Texte:
━━━━━━━━━━
Un film de Jerzy Skolimowski

Adolescent de 15 ans, Mike se rend à son tout premier jour de travail : il vient d’être embauché dans un établissement de bains publics de l’East End londonien. Sur place, sa collègue Susan est chargée de lui présenter les lieux. Le jeune homme est tout de suite attiré par cette jolie rousse plus âgée que lui. Alors qu’il découvre une atmosphère étrange autour de la piscine, Mike doit faire face aux avances d’une cliente échaudée. Peu à peu, Susan joue avec l’inexpérience du garçon, profitant de son admiration candide pour le faire plonger dans une dangereuse spirale de fantasmes et d’obsession…

Comédie dramatique - États-Unis - 1970 - 95 min - Couleurs - 1.85:1 - VOSTF - DCP - 35 mm - Visa n° 39293

  • À propos

    En salles le 13 juillet 2011

    Sous ses apparences de comédie outrancière ou de joyeux bizutage, Deep End dissimule un drame cruel de l’adolescence qui navigue entre thriller psychologique et tragédie romantique. Avec un sens ahurissant de la composition plastique, Jerzy Skolimowski suit la déambulation d’un garçon hanté par l’image d’un amour insaisissable. Cette oeuvre au ton instable est une plongée frénétique dans l’East End, négatif sinistre du Swinging London qui invoque les ambiances de Répulsion (Roman Polanski) ou de Blow-Up (Michelangelo Antonioni). Traversé par la musique des seventies, de la folk-pop de Cat Stevens au rock expérimental du Groupe Can, Deep End est l’un des films emblématiques du cinéma indépendant.
━━━━━━━━━━
Données fournies:
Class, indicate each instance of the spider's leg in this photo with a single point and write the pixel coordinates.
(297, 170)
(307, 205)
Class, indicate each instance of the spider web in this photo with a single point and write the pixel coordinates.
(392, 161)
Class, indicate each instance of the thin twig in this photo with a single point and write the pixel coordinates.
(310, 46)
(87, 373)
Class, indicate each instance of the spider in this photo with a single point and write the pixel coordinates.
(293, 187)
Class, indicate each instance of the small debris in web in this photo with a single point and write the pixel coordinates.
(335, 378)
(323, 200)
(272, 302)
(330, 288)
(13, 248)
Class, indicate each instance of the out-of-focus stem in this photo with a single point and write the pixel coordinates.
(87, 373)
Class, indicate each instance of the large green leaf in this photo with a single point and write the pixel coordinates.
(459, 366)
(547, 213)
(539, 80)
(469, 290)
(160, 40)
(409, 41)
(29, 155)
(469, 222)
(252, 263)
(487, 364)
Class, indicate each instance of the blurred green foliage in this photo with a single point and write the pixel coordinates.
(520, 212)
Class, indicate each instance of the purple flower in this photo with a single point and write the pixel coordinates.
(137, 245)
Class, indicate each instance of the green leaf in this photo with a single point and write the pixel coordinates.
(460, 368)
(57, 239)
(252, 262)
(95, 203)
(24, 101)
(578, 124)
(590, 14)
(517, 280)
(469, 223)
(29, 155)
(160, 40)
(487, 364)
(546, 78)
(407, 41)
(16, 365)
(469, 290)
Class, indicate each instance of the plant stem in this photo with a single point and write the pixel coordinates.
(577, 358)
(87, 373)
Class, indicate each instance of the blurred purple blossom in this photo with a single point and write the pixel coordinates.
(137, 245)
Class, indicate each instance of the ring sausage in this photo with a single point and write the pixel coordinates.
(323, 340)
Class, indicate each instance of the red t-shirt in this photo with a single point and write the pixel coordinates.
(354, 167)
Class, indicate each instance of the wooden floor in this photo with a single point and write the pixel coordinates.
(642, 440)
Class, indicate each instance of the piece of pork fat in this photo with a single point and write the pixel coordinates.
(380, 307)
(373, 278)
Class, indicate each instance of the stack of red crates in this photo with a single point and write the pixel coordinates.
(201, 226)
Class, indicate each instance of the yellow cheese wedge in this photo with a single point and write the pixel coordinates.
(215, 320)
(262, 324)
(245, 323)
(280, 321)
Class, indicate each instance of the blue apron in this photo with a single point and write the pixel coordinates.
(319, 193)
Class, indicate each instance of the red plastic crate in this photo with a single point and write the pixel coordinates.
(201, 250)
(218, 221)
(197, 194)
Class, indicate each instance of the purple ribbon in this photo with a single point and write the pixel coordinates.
━━━━━━━━━━
Série d'exercices:
[1] Quels titres de films le texte sur Deep End mentionne-t-il ?
[2] Recopiez le passage du texte sur Deep End commençant à « Comédie dramatique - États-Unis » et finissant à « du cinéma indépendant. », en substituant « fiévreuse » à « frénétique ».
Les données n'ont aucun rapport avec le texte.

Corrigés détaillés:
[1] Deep End, Répulsion, Blow-Up

[2]
Comédie dramatique - États-Unis - 1970 - 95 min - Couleurs - 1.85:1 - VOSTF - DCP - 35 mm - Visa n° 39293

  • À propos

    En salles le 13 juillet 2011

    Sous ses apparences de comédie outrancière ou de joyeux bizutage, Deep End dissimule un drame cruel de l’adolescence qui navigue entre thriller psychologique et tragédie romantique. Avec un sens ahurissant de la composition plastique, Jerzy Skolimowski suit la déambulation d’un garçon hanté par l’image d’un amour insaisissable. Cette oeuvre au ton instable est une plongée fiévreuse dans l’East End, négatif sinistre du Swinging London qui invoque les ambiances de Répulsion (Roman Polanski) ou de Blow-Up (Michelangelo Antonioni). Traversé par la musique des seventies, de la folk-pop de Cat Stevens au rock expérimental du Groupe Can, Deep End est l’un des films emblématiques du cinéma indépendant.